Input for this task =>
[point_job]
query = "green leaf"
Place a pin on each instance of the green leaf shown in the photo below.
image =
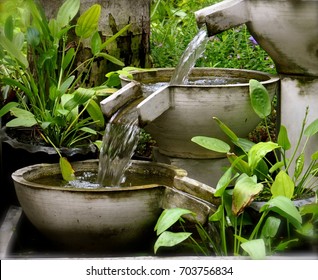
(115, 36)
(87, 23)
(282, 246)
(244, 144)
(66, 169)
(68, 58)
(217, 215)
(255, 248)
(283, 185)
(282, 139)
(33, 37)
(66, 84)
(284, 207)
(111, 59)
(8, 28)
(67, 12)
(276, 166)
(245, 190)
(88, 130)
(226, 130)
(299, 166)
(79, 97)
(260, 99)
(258, 151)
(212, 144)
(6, 108)
(96, 113)
(311, 129)
(224, 182)
(270, 227)
(169, 217)
(170, 239)
(23, 118)
(240, 164)
(14, 51)
(96, 43)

Required work => Take the line that contains "Place a pin" as the first and the last line of the records as the end, and please quote those lines exactly, pictures omitted.

Your response =>
Place a pin on each instance of the green leaf shown in the photo below.
image =
(115, 36)
(87, 23)
(282, 246)
(244, 144)
(66, 169)
(68, 58)
(217, 215)
(255, 248)
(283, 185)
(282, 139)
(33, 37)
(66, 84)
(284, 207)
(111, 59)
(8, 28)
(67, 12)
(276, 166)
(245, 190)
(88, 130)
(226, 130)
(299, 166)
(79, 97)
(260, 99)
(258, 151)
(212, 144)
(6, 108)
(96, 113)
(311, 129)
(224, 182)
(270, 227)
(169, 217)
(170, 239)
(23, 118)
(240, 164)
(14, 51)
(96, 43)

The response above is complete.